** Task goal **
In the page text about quest stories, what book does Joseph Campbell lay out the hero journey schema in?

** Page text **
================
Why do we tell stories about quests?
In traditional, warrior cultures, such tales make a certain practical sense: they're a way to give a sense of purpose to young men who have nothing to do except wait around until it's time to fight someone else.
But that doesn't explain why such stories still have a hold on us. Why are we drawn into stories about adventures? Why the fascination with journeys traveled by characters like Harry Potter or Katniss Everdeen (in the Hunger Games books) or Elizabeth in The Crown or the fabulously named Chiron in Moonlight?
Joseph Campbell would tell us that these are all hero journeys, following the schema that he laid out in his ground-breaking book The Hero with a Thousand Faces. His claim was that this story structure is all but literally hard-wired into the human brain — that we tell stories this way because stories that follow this pattern — or acknowledge the pattern before breaking it — release transformative psychological power.
But that still begs the question: what, psychologically, do these stories do for us?
There are many theories on this subject. Artists often are less concerned by the psychological or physiological causes for the power of the hero journey cycle, and more concerned in the fact that it does work to create transformative experiences. Publishers and film producers and video game companies are simply happy to know that the Hero Journey cycle works to make cash flow in their direction.
================
** Dataset **
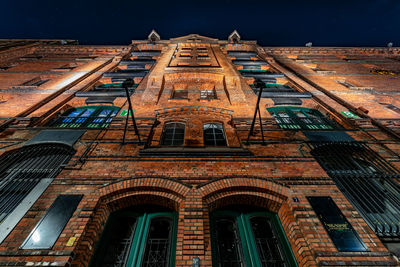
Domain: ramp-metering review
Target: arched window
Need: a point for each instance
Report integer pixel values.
================
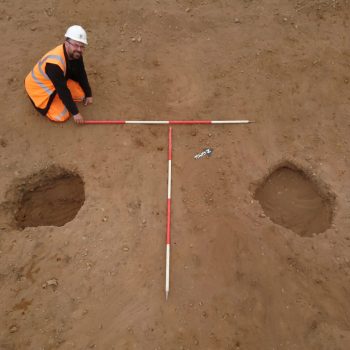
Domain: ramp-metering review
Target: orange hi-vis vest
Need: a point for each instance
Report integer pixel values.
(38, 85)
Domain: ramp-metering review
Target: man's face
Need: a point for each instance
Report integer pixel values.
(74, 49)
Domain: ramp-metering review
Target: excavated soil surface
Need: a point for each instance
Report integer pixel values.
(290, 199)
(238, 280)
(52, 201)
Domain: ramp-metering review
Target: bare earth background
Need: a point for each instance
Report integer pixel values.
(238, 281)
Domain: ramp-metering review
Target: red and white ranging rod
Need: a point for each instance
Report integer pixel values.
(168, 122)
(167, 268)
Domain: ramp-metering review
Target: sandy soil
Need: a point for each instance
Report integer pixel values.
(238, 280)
================
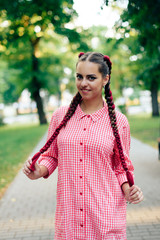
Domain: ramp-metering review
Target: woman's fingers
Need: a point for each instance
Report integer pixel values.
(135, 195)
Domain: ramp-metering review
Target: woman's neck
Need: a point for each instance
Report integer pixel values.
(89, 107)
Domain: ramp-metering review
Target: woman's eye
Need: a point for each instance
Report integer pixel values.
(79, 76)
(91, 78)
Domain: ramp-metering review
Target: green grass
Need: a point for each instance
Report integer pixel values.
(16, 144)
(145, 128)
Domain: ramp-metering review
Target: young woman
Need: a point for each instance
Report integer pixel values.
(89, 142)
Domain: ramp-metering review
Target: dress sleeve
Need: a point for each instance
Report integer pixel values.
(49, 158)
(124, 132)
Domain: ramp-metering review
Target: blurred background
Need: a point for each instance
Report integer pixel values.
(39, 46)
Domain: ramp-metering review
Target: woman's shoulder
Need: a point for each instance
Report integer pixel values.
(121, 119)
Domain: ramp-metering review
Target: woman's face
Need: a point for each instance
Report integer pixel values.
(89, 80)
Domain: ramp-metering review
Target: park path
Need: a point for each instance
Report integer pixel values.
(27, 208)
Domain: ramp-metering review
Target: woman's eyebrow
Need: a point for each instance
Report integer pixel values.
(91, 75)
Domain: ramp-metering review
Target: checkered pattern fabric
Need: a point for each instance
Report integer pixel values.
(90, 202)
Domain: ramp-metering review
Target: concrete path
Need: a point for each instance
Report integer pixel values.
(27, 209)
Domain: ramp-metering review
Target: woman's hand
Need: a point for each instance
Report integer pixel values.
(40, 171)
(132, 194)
================
** Written solution **
The Hero with a Thousand Faces